**Record extracts:**
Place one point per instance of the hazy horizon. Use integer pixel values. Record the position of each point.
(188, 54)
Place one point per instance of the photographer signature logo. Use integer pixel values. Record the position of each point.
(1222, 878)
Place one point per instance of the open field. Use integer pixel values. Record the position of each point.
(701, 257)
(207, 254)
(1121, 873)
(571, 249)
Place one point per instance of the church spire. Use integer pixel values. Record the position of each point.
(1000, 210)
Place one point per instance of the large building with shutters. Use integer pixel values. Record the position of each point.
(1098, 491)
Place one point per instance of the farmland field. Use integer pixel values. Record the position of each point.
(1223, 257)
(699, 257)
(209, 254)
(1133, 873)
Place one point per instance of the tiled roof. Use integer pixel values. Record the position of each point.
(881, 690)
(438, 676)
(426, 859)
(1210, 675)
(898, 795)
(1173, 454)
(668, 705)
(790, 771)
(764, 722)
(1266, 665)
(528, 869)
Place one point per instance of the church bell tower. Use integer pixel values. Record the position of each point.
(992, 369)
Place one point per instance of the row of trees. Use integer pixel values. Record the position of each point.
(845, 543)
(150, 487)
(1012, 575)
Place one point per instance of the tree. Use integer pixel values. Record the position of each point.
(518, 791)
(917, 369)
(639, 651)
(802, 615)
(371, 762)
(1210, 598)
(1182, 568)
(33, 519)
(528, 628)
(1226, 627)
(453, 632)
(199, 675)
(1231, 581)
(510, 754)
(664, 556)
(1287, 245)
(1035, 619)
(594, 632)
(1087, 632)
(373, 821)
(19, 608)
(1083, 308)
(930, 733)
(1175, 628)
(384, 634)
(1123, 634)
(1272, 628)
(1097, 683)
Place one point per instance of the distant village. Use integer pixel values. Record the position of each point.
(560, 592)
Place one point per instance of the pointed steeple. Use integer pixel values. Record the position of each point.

**Required action:** Word for word, transcribe all of the material.

**Response for this exercise:**
Place one point per instance of the hazy horizon. Use integer pixel values. Record the position of each point.
(188, 54)
Place one point per instance of the photographer signature logo. Use integer pixel values. Record the position of each point.
(1222, 878)
Place one point per instance of the open field. Use integer pixel values. Record the position of each point.
(701, 257)
(207, 254)
(1121, 873)
(571, 249)
Place one point per instance of the church spire. Use integer pixel values. Record the position of each point.
(1000, 210)
Place one point per instance of the large building with shutters. Use integer pixel values. Record the position of each point.
(1098, 491)
Place one point per instance of the farmland field. Use integer pixel values. Record the position of each point.
(1223, 257)
(699, 257)
(209, 254)
(1133, 873)
Place one point per instance of the tiled roof. Use integer pixel values. Record the position of each point.
(881, 690)
(438, 676)
(426, 859)
(1210, 675)
(898, 795)
(1173, 454)
(668, 705)
(790, 771)
(764, 722)
(1266, 665)
(528, 869)
Place one point per instance of the church bell tower. Use integer pixel values. Record the position of each point.
(992, 369)
Place one point per instance of the row of trees. Use integer pixel values. Record the position of each point.
(845, 543)
(150, 487)
(1012, 575)
Place one point per instance of the tree. Use integer pixel values. Record the position of each point.
(518, 791)
(917, 369)
(639, 651)
(802, 615)
(371, 762)
(1210, 598)
(1182, 568)
(33, 519)
(528, 628)
(1226, 627)
(453, 632)
(199, 675)
(1231, 581)
(510, 754)
(664, 556)
(1287, 245)
(1035, 619)
(594, 632)
(1087, 632)
(373, 821)
(19, 608)
(1083, 308)
(930, 733)
(1175, 628)
(384, 634)
(1123, 634)
(1272, 628)
(1097, 683)
Place one point per instance of the distant village. Use integer pixel values. Record the position of each point.
(560, 592)
Place one point per instance of the pointed steeple. Use integer pixel values. Record the position of each point.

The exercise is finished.